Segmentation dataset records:
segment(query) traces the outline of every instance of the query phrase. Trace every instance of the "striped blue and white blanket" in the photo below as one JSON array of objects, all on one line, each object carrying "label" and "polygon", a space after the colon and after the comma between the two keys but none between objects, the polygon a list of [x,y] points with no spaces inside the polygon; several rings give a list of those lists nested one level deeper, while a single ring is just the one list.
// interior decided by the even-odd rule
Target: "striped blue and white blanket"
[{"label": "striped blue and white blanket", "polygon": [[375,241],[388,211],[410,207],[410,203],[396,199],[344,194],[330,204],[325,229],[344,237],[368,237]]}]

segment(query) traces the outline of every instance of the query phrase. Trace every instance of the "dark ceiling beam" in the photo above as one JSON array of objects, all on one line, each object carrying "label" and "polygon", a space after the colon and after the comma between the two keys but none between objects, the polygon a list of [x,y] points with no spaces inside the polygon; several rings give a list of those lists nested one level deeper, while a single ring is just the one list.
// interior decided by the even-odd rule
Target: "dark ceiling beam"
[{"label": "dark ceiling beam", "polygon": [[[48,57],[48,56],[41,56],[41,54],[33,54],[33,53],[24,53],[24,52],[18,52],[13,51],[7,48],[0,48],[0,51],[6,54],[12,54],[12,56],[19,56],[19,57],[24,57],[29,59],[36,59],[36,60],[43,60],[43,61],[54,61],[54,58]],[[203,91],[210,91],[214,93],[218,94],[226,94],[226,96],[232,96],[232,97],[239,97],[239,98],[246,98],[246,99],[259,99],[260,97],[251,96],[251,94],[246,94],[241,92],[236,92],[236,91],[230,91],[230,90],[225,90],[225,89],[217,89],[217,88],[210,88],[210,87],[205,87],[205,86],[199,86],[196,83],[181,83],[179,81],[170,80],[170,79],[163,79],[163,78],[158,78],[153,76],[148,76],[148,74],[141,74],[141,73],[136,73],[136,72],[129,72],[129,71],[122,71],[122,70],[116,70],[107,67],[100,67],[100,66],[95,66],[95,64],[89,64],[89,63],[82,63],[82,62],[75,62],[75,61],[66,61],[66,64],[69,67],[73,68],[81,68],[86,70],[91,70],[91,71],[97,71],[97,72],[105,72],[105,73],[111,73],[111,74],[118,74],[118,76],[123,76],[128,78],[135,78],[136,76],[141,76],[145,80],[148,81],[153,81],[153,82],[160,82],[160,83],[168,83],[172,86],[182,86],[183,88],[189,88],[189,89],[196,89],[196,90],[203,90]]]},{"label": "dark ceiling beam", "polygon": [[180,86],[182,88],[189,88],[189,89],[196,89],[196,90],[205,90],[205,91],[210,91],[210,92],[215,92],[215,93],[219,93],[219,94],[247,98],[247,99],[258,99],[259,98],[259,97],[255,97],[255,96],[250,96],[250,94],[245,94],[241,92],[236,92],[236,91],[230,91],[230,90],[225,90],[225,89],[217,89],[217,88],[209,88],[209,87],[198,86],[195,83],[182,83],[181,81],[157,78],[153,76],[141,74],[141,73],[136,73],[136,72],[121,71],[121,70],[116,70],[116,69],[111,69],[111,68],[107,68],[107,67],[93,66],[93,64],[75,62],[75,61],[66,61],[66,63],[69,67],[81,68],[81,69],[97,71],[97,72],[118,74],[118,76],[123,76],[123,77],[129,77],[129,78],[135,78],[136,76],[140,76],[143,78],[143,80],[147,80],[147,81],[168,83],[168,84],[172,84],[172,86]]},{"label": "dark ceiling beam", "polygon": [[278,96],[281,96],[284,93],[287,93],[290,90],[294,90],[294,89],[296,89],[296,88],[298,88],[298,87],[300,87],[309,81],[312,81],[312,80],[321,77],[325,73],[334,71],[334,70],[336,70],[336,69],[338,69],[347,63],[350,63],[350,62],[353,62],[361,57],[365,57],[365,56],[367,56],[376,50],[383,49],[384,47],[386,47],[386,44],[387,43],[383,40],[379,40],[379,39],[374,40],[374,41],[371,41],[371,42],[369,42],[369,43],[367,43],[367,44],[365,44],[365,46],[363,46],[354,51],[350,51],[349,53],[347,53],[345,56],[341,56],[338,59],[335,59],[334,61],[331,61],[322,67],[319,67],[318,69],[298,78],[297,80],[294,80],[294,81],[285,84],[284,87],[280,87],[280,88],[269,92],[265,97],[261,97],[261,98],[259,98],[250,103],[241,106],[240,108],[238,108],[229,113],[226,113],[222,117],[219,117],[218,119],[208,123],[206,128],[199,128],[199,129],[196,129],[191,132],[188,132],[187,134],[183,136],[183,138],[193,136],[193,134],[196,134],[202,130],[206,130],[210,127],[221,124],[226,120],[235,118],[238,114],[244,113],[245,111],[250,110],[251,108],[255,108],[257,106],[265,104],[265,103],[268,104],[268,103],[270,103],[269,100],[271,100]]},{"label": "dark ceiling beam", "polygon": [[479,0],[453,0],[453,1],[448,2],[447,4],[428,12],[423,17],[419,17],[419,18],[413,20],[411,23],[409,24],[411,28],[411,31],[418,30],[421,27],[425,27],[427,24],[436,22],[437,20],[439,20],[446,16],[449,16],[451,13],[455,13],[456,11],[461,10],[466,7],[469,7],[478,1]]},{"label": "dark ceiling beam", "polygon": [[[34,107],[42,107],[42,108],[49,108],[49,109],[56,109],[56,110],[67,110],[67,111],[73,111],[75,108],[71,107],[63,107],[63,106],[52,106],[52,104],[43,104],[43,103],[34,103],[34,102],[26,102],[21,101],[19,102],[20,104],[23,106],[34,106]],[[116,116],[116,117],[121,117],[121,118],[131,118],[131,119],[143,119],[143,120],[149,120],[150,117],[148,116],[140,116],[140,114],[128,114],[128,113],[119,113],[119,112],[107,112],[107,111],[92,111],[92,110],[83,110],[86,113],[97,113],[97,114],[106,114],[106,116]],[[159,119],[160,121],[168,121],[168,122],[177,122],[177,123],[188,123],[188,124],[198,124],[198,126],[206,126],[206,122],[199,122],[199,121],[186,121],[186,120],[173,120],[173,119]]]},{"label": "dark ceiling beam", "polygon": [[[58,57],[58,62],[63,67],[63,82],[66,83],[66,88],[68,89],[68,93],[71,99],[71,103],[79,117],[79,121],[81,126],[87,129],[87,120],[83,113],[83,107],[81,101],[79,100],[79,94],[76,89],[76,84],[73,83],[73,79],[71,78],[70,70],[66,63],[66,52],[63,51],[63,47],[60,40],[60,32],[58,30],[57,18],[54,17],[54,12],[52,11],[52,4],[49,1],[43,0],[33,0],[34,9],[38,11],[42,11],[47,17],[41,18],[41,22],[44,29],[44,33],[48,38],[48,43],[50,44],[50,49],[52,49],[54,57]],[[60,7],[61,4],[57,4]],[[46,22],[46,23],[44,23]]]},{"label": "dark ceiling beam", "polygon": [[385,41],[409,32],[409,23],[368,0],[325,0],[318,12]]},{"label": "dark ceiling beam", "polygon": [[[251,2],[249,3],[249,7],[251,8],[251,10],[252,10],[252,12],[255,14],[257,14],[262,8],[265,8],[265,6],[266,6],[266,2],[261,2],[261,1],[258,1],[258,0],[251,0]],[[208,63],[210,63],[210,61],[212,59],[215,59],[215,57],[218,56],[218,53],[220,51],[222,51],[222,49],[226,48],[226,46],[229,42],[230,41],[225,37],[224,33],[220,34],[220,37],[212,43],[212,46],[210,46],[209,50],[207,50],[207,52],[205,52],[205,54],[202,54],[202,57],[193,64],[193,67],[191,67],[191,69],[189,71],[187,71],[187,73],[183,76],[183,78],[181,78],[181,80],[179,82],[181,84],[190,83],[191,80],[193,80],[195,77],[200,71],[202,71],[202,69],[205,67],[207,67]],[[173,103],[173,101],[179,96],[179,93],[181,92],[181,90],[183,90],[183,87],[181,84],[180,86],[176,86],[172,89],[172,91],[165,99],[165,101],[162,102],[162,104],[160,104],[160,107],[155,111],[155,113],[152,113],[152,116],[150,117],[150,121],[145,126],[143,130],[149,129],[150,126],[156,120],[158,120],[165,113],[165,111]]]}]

Aim of the task
Tally the lines of the material above that contain the string "Target", matching case exactly. Give only the number.

Result of the task
2